The exercise
Reproduce all of the records below word for word, keeping every line unchanged and in its original order.

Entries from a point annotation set
## Start
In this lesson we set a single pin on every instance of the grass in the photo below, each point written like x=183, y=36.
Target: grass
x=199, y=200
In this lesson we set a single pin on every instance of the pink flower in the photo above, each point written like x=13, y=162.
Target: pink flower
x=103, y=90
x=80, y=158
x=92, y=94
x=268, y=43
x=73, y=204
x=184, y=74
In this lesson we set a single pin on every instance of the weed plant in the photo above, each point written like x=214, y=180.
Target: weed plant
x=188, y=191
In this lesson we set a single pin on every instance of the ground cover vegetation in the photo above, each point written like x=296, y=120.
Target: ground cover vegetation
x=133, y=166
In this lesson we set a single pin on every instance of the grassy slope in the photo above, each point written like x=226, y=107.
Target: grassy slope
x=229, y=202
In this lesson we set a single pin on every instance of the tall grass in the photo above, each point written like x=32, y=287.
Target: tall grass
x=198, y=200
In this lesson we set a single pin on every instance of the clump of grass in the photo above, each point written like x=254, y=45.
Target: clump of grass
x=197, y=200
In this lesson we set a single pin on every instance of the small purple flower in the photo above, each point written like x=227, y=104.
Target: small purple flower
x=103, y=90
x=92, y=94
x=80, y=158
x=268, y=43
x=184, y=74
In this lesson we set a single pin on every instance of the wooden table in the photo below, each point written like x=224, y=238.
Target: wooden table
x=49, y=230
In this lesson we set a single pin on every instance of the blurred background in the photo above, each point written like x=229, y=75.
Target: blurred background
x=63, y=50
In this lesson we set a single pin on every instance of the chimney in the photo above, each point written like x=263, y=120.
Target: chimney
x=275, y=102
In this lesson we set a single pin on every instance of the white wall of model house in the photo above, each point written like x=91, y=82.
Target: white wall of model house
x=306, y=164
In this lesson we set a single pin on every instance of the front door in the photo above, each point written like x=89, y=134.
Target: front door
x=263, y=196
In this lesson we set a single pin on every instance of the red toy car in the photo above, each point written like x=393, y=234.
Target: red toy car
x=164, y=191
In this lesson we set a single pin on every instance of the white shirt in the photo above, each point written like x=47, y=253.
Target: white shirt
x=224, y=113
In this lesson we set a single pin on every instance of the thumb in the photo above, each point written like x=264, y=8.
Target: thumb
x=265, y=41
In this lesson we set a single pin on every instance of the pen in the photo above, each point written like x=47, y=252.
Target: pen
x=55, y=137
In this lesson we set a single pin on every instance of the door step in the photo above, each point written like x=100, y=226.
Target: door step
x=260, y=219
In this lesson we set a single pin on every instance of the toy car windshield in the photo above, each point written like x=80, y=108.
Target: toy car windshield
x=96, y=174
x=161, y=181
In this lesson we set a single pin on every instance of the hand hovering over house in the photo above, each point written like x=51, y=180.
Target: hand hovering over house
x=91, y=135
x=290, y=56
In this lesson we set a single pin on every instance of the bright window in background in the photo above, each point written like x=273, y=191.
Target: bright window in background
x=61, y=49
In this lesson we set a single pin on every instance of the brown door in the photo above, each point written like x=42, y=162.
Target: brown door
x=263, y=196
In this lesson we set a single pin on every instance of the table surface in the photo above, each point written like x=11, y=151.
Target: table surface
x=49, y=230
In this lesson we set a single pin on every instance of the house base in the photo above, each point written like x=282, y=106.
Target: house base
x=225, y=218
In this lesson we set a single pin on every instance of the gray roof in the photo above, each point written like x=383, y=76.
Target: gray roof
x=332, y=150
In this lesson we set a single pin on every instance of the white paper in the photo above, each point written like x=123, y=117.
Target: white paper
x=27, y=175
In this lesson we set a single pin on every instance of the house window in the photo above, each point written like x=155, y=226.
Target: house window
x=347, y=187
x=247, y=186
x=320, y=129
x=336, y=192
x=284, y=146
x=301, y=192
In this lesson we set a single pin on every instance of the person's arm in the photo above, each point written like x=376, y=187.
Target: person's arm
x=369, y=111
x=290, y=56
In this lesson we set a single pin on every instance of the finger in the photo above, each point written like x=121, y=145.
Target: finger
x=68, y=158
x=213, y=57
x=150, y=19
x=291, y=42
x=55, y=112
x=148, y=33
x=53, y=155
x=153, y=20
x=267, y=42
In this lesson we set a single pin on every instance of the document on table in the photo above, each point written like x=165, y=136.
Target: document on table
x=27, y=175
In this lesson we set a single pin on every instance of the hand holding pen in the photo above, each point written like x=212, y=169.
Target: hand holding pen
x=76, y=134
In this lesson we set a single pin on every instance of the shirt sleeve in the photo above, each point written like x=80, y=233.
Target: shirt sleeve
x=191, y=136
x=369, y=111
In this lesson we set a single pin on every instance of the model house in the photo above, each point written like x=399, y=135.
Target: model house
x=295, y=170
## End
Solution below
In this lesson we set a single pin on every instance of the grass in the photo below, each point written like x=183, y=36.
Target: grass
x=199, y=200
In this lesson we set a single pin on every instance of the pink flower in the photo above, each point written like x=13, y=162.
Target: pink flower
x=103, y=90
x=80, y=158
x=92, y=94
x=268, y=43
x=73, y=204
x=184, y=74
In this lesson we set a single pin on every instance of the weed plant in the photo above, each point written like x=214, y=180.
Target: weed plant
x=188, y=191
In this lesson we set a single pin on every instance of the ground cover vegetation in the photo above, each point written like x=296, y=120.
Target: ground cover vegetation
x=133, y=166
In this lesson we set a single pin on every instance of the grassy slope in the photo above, each point written like x=226, y=107.
Target: grassy slope
x=229, y=202
In this lesson we set a single pin on every instance of the tall grass in the photo above, each point written like x=32, y=287.
Target: tall grass
x=198, y=200
In this lesson we set a single pin on every instance of the clump of grass in the photo above, each point written like x=254, y=45.
Target: clump of grass
x=197, y=200
In this lesson we set a single pin on every instance of the small purple flower in the photo above, each point written like x=227, y=104.
Target: small purple flower
x=103, y=90
x=92, y=94
x=80, y=158
x=268, y=43
x=184, y=74
In this lesson we set a single pin on every instance of the wooden table in the photo below, each point written like x=224, y=238.
Target: wooden table
x=49, y=230
In this lesson we set a single pin on every instance of the blurred background in the photo above, each point written like x=229, y=75.
Target: blurred background
x=63, y=50
In this lesson we set a single pin on every instance of the chimney in the photo above, each point written like x=263, y=120.
Target: chimney
x=275, y=102
In this lesson we set a single pin on every instance of the white wall of model house in the photo above, each point written like x=91, y=82.
Target: white wall of model house
x=306, y=164
In this lesson we set a single pin on every instance of the front door in the photo above, each point written like x=89, y=134.
Target: front door
x=263, y=196
In this lesson we set a single pin on every instance of the red toy car in the photo above, each point written like x=393, y=234.
Target: red toy car
x=164, y=191
In this lesson we set a single pin on every instance of the white shirt in the photo above, each point written like x=47, y=253.
Target: white shirt
x=224, y=113
In this lesson we set a single pin on every instance of the thumb in the photo above, each point written like x=264, y=8.
Target: thumb
x=265, y=41
In this lesson we set a single pin on every instance of the pen in the photo above, each point written like x=47, y=252.
Target: pen
x=55, y=137
In this lesson we set a single pin on every instance of the door step in the photo above, each point written like x=100, y=226.
Target: door step
x=260, y=219
In this lesson we set a single pin on every instance of the toy car windshield in the photo above, each point written like x=80, y=108.
Target: toy car windshield
x=96, y=174
x=161, y=181
In this lesson we set a single pin on every instance of the hand hovering over house in the photo above, each point written like x=51, y=180.
Target: hand hovering over house
x=91, y=135
x=290, y=56
In this lesson we set a single pin on every instance of the bright window in background in the photo above, each point written like x=273, y=191.
Target: bright window in background
x=61, y=49
In this lesson we set a single pin on every instance of the brown door in the photo above, each point written like x=42, y=162.
Target: brown door
x=263, y=196
In this lesson we set a single pin on every instance of the table surface in the photo above, each point written like x=11, y=151.
Target: table surface
x=49, y=230
In this lesson we set a single pin on every instance of the house base in the photo above, each point written like x=282, y=106.
Target: house base
x=225, y=218
In this lesson we set a single pin on every instance of the gray roof in the photo above, each point written like x=383, y=76.
Target: gray roof
x=332, y=150
In this lesson we set a single pin on every instance of the white paper in the photo above, each point written like x=123, y=117.
Target: white paper
x=27, y=175
In this lesson we set a single pin on every instance of the house window in the photo above, each point written like x=155, y=226.
Target: house window
x=347, y=187
x=247, y=186
x=320, y=129
x=336, y=192
x=284, y=146
x=301, y=192
In this lesson we set a single pin on every instance of the person's arm in the photo above, each point written like x=376, y=187.
Target: person's arm
x=369, y=111
x=290, y=56
In this lesson we set a single pin on every instance of the finger in the photo above, each point written like x=121, y=145.
Target: finger
x=68, y=158
x=213, y=57
x=150, y=19
x=291, y=42
x=55, y=112
x=148, y=33
x=53, y=155
x=153, y=20
x=267, y=42
In this lesson we set a single pin on every instance of the document on table in the photo above, each point written like x=165, y=136.
Target: document on table
x=27, y=175
In this lesson we set a single pin on every instance of the hand holding pen in the photo above, each point written like x=212, y=169.
Target: hand holding pen
x=76, y=134
In this lesson we set a single pin on every instance of the shirt sleeve in the photo above, each point written like x=80, y=233.
Target: shirt sleeve
x=191, y=136
x=369, y=111
In this lesson we set a single pin on every instance of the model house in the photo above, each point written like x=399, y=135.
Target: model house
x=295, y=170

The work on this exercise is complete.